THE TASK:
Answer these questions about the passage titled "Avoiding the Camel" below:
(a) On which mailing list was the piece first published?
(b) How often does the writer answer a reader's question?
(c) According to the maxim the passage quotes, what is a camel?

PASSAGE SHOWN:
— start —

Avoiding the Camel

Julie Zhuo
The Year of the Looking Glass
5 min readJun 6, 2017

This was first published on my mailing list The Looking Glass. Every week, I answer a reader’s question.

Photo by Phil Norton

How do you protect the product from being “designed by committee?”

They say, get 50 people in a meeting room and you’ll get 50 opinions about your product. When presenting designs to clients or co-workers or management (especially in a corporate environment), how do you filter the feedback and invest time on important fixes and protect the product from being “designed by committee”?

The oft-cited maxim “a camel is a horse designed by committee” warns of the odd humps, poor temperament, and occasional spitting that can result from group-decision making.

— end —

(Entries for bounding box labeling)
— start —

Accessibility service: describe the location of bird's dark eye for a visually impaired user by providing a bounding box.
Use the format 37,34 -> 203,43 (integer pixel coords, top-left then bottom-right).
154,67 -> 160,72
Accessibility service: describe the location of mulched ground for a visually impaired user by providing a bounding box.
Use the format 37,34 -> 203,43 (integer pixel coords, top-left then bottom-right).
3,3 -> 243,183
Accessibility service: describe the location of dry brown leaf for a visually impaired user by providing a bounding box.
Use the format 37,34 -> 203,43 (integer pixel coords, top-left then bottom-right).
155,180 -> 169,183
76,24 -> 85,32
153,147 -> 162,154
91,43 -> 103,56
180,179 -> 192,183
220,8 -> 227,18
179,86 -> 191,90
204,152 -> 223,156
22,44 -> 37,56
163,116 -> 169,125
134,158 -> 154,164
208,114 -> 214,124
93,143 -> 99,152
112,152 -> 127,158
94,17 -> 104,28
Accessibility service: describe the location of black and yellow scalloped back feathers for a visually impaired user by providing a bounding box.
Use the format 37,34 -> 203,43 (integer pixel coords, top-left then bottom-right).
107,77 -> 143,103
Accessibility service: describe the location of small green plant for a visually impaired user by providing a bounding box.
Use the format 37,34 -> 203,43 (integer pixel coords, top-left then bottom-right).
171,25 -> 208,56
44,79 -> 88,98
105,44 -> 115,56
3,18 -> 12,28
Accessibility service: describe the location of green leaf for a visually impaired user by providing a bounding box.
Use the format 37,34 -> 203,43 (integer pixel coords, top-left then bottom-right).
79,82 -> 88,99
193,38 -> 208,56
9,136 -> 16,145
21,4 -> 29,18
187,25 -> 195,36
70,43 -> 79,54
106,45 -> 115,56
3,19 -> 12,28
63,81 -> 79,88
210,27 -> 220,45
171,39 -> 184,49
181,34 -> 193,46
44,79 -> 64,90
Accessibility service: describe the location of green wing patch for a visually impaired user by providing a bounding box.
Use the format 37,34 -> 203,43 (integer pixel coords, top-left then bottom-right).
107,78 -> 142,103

— end —

OUTPUT FOR THIS EXERCISE:
(a) The Looking Glass
(b) Every week
(c) A horse designed by committee